La journaliste et Cinéaste nous invite au cœur de l’actualité en train de se faire dans la sillage des contacts puis rendez-vous et entretiens avec le Lanceur d’Alerte Edward Snowden qui va révéler au monde la surveillance de masse des citoyens par la NSA. Immersion au cœur de l’actualité en train de se faire, magnifique travail journalistique et cinématographique, qui nous fait découvrir les coulisses, et de nombreuses séquences inédites de l’affaire. A voir absolument. Le film a obtenu l’oscar du meilleur documentaire 2015.

La journaliste, photographe, productrice et réalisatrice Laura Poitras s’est révélée par son travail et par son documentaire My Country My Country (2006 ), consacré à la situation en Irak en 2004/2005 , qui fit grand bruit et qui lui valut d’être surveillée par le Département de la sécurité intérieure des Etats-Unis et d’ être arrêtée à plusieurs reprises-elle ( plus de 80 fois dans les aéroports ) et se voir confisquer , matériel et documents . Mais, loin de se laisser intimider, elle continuera ses investigations qui la conduiront dès 2011 à initier un travail sur le sujet de la mise en place des programmes de « surveillance » des citoyens. Rencontres avec certains activistes dont Julien Assange de Wikileak..Et puis, un jour sur son ordinateur un mystérieux message venant d’un certain « Citizenfour » qui dit vouloir la rencontrer et détenir des éléments importants concernant le sujet. Surprise et excitation, pendant plusieurs mois des courriels seront échangés avec l’inconnu … qui dit vouloir divulguer ses secrets, et accepter une rencontre. Le rendez-vous secret aura lieu à Hong- Kong en Juin et le signe de reconnaissance de l’inconnu, sera un « Rubik ‘s Cube » . De la rue à la chambre de l’hôtel proche en compagnie du Journaliste Glen Greenwald de Guardian, par lequel Laura Poitras s’était fait accompagner.Et l’identité de l’inconnu, Edward Snowden enfin dévoilée à leurs yeux. Cet informaticien , salarié de la Socité Booz Allen Hamilton en sous-traitance avec la NSA ( National Sécurity Agency) et la CIA ( Central Intelligence Agency) , qui travaille à Hawaï et au fait de programmes de surveillance de masse utilisant les données de la, plupart des moteurs de recherche des mails et de la vie privée des citoyens.

---*---

TRAVAIL DEMANDÉ: Recopiez fidèlement le passage du texte sur le documentaire consacré à Edward Snowden, de « La journaliste et » jusqu'à « meilleur documentaire 2015. » inclus. Les données qui suivent n'entrent pas en jeu ici.

DONNÉES FOURNIES:
---*---

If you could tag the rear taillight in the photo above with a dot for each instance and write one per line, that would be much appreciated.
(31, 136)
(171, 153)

---*---

RÉPONSE:
La journaliste et Cinéaste nous invite au cœur de l’actualité en train de se faire dans la sillage des contacts puis rendez-vous et entretiens avec le Lanceur d’Alerte Edward Snowden qui va révéler au monde la surveillance de masse des citoyens par la NSA. Immersion au cœur de l’actualité en train de se faire, magnifique travail journalistique et cinématographique, qui nous fait découvrir les coulisses, et de nombreuses séquences inédites de l’affaire. A voir absolument. Le film a obtenu l’oscar du meilleur documentaire 2015.